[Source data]
%%
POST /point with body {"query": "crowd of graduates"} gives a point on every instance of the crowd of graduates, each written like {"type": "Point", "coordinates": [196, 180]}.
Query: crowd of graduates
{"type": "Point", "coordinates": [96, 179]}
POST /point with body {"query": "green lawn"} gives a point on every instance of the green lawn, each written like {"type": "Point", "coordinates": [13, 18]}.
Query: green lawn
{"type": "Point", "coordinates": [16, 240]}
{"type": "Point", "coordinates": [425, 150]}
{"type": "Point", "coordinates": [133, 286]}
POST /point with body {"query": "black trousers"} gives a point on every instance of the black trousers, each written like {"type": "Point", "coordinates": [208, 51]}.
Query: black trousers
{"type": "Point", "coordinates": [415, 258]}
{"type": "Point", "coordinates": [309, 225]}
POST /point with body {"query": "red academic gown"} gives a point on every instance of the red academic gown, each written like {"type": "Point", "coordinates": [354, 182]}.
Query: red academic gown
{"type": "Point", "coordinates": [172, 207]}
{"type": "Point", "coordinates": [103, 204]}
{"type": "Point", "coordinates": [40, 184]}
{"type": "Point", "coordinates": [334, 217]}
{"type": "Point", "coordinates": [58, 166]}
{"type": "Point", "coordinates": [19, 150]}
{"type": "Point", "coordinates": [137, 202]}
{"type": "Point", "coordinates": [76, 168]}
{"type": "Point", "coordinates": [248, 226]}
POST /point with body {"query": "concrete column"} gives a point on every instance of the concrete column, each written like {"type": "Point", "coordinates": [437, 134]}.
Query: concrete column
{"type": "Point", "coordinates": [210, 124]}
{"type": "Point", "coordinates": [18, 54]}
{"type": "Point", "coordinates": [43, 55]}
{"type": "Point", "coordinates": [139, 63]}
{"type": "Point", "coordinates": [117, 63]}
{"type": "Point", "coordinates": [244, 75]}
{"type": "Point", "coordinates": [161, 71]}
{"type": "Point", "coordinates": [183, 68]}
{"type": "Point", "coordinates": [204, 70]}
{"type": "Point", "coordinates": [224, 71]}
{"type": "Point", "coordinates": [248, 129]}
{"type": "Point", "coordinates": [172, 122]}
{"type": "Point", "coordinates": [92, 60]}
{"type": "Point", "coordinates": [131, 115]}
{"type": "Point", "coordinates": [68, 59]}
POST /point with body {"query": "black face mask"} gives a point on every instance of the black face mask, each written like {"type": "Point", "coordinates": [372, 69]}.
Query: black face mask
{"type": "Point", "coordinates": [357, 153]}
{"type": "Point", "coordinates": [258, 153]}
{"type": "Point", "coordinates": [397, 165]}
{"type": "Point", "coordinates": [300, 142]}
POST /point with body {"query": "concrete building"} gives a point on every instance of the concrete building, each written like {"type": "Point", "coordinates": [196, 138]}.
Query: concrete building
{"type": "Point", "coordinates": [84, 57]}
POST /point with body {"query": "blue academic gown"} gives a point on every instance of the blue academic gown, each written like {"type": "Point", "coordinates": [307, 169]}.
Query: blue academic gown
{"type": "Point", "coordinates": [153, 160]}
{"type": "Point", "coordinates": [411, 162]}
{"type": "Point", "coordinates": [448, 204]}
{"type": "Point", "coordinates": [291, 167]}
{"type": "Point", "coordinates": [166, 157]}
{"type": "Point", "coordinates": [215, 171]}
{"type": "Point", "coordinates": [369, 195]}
%%
## Your task
The answer must be a word-for-word restatement of the records.

## Solution
POST /point with body {"query": "crowd of graduates"} gives a point on every instance of the crowd of graduates, each written like {"type": "Point", "coordinates": [196, 180]}.
Query: crowd of graduates
{"type": "Point", "coordinates": [96, 179]}
POST /point with body {"query": "green lawn"} gives a point on every instance of the green lawn, each written like {"type": "Point", "coordinates": [13, 18]}.
Query: green lawn
{"type": "Point", "coordinates": [16, 240]}
{"type": "Point", "coordinates": [425, 150]}
{"type": "Point", "coordinates": [133, 286]}
POST /point with body {"query": "black trousers"} gives a point on every instance of the black trousers, each written like {"type": "Point", "coordinates": [208, 51]}.
Query: black trousers
{"type": "Point", "coordinates": [415, 258]}
{"type": "Point", "coordinates": [309, 225]}
POST /point with body {"query": "red academic gown"} gives a point on every instance of the red academic gown, each written like {"type": "Point", "coordinates": [354, 182]}.
Query: red academic gown
{"type": "Point", "coordinates": [172, 207]}
{"type": "Point", "coordinates": [103, 204]}
{"type": "Point", "coordinates": [40, 184]}
{"type": "Point", "coordinates": [334, 217]}
{"type": "Point", "coordinates": [58, 166]}
{"type": "Point", "coordinates": [19, 150]}
{"type": "Point", "coordinates": [137, 202]}
{"type": "Point", "coordinates": [76, 168]}
{"type": "Point", "coordinates": [248, 226]}
POST /point with body {"query": "concrete column"} gives a point on every instance of the concrete column, each written like {"type": "Point", "coordinates": [437, 134]}.
Query: concrete column
{"type": "Point", "coordinates": [210, 124]}
{"type": "Point", "coordinates": [18, 54]}
{"type": "Point", "coordinates": [43, 55]}
{"type": "Point", "coordinates": [139, 63]}
{"type": "Point", "coordinates": [117, 63]}
{"type": "Point", "coordinates": [244, 75]}
{"type": "Point", "coordinates": [161, 71]}
{"type": "Point", "coordinates": [183, 68]}
{"type": "Point", "coordinates": [204, 70]}
{"type": "Point", "coordinates": [224, 71]}
{"type": "Point", "coordinates": [248, 129]}
{"type": "Point", "coordinates": [172, 122]}
{"type": "Point", "coordinates": [92, 60]}
{"type": "Point", "coordinates": [131, 115]}
{"type": "Point", "coordinates": [68, 59]}
POST /point with body {"query": "black face mask"} gives a point on every instance of the black face mask, each written like {"type": "Point", "coordinates": [372, 69]}.
Query: black face mask
{"type": "Point", "coordinates": [357, 153]}
{"type": "Point", "coordinates": [258, 153]}
{"type": "Point", "coordinates": [397, 165]}
{"type": "Point", "coordinates": [300, 142]}
POST /point with body {"query": "concrete building"} gives a point on every instance of the concrete building, each written like {"type": "Point", "coordinates": [196, 138]}.
Query: concrete building
{"type": "Point", "coordinates": [84, 57]}
POST /point with body {"query": "blue academic gown"} gives a point on every instance of the blue academic gown, each written like {"type": "Point", "coordinates": [307, 169]}.
Query: blue academic gown
{"type": "Point", "coordinates": [153, 160]}
{"type": "Point", "coordinates": [411, 162]}
{"type": "Point", "coordinates": [448, 204]}
{"type": "Point", "coordinates": [291, 167]}
{"type": "Point", "coordinates": [166, 157]}
{"type": "Point", "coordinates": [215, 171]}
{"type": "Point", "coordinates": [369, 195]}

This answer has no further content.